[[ Provided material open ]]

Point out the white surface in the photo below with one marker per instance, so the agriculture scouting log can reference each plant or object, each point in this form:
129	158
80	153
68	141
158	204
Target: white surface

[[ Provided material closed ]]

_What the task requires_
Word for word, copy out the data.

_Answer space_
Point out the white surface in the photo below with one marker per instance, so the agriculture scouting log can reference each plant or object, each point in this form:
129	158
80	153
68	141
158	204
Target: white surface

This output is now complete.